Working data →
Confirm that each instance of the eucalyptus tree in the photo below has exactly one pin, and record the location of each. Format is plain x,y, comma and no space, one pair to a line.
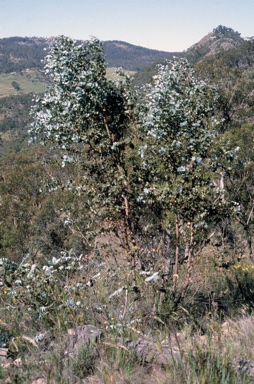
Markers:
91,119
181,124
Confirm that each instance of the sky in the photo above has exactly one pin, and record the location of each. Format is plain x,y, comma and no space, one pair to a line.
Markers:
168,25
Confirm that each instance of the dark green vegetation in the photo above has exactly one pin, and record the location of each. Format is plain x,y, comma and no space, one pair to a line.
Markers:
112,241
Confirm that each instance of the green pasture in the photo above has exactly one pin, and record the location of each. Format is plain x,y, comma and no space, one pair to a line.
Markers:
28,82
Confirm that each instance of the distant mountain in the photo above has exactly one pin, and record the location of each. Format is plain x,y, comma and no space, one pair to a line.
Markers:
220,39
131,57
22,53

What this task involves →
Would you filter the records and copy out each line containing "green"?

Result of this task →
Confirm that each instance of the dark green vegetation in the photo above has exactly one pin, and record the location of each. Format is plain x,y, comma and no space, one pair to a line.
Confirm that each instance of the green pasture in the photo above has exactly one pin, and record the location of each. Format is plain x,y, comma and no space, one pair to a line.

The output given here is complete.